Materials provided.
*** Block opens ***
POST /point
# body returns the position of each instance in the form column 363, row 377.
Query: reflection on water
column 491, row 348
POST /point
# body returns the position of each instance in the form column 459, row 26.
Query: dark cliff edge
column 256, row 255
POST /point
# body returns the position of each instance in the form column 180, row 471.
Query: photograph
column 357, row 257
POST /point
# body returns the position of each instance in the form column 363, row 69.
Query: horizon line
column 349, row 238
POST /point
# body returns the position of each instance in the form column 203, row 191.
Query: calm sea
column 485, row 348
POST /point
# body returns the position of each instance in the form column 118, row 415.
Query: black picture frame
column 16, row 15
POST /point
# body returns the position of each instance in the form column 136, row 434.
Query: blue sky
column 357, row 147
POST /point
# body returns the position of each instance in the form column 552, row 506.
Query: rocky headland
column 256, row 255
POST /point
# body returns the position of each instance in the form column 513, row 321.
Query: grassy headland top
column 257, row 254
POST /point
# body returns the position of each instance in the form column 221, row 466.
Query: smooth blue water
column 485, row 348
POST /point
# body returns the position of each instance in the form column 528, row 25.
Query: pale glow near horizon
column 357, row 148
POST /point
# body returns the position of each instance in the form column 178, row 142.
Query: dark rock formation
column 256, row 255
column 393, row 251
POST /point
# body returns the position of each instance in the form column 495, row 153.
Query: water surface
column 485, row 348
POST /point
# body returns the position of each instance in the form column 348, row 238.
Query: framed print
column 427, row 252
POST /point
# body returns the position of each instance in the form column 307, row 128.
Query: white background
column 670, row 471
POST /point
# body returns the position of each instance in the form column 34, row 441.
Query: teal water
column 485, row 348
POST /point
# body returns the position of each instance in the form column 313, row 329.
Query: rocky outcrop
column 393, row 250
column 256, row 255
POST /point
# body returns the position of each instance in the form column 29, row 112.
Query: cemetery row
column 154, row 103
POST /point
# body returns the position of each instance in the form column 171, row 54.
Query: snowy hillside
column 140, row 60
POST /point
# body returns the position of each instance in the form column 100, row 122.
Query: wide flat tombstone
*** Block closes ***
Work order.
Hand back the material above in full, exactly as written.

Task result.
POST /point
# body returns the position of each instance in the form column 363, row 377.
Query: reflection on water
column 491, row 348
POST /point
# body returns the position of each instance in the form column 459, row 26.
Query: dark cliff edge
column 256, row 255
POST /point
# body returns the position of each instance in the form column 180, row 471.
Query: photograph
column 357, row 257
POST /point
# body returns the position of each instance in the form column 363, row 69.
Query: horizon line
column 349, row 238
POST /point
# body returns the position of each instance in the form column 203, row 191.
Query: calm sea
column 485, row 348
POST /point
# body returns the position of each instance in the form column 118, row 415.
Query: black picture frame
column 16, row 15
POST /point
# body returns the position of each instance in the form column 136, row 434.
Query: blue sky
column 357, row 147
POST /point
# body returns the position of each instance in the form column 552, row 506.
Query: rocky headland
column 256, row 255
POST /point
# body returns the position of each instance in the form column 513, row 321.
Query: grassy headland top
column 257, row 254
POST /point
# body returns the position of each instance in the form column 221, row 466.
Query: smooth blue water
column 485, row 348
POST /point
# body returns the position of each instance in the form column 528, row 25.
Query: pale glow near horizon
column 357, row 148
POST /point
# body returns the position of each instance in the form column 178, row 142.
Query: dark rock formation
column 256, row 255
column 393, row 251
POST /point
# body returns the position of each instance in the form column 495, row 153.
Query: water surface
column 485, row 348
POST /point
# body returns the position of each instance in the form column 348, row 238.
Query: framed print
column 427, row 252
POST /point
# body returns the position of each instance in the form column 307, row 128.
Query: white background
column 670, row 471
POST /point
# body returns the position of each instance in the form column 34, row 441.
Query: teal water
column 485, row 348
POST /point
# body returns the position of each instance in the form column 313, row 329.
Query: rocky outcrop
column 393, row 250
column 256, row 255
POST /point
# body returns the position of each instance in the form column 29, row 112.
Query: cemetery row
column 154, row 103
POST /point
# body returns the position of each instance in the form column 171, row 54.
Query: snowy hillside
column 140, row 60
POST /point
# body returns the position of each instance in the form column 100, row 122.
Query: wide flat tombstone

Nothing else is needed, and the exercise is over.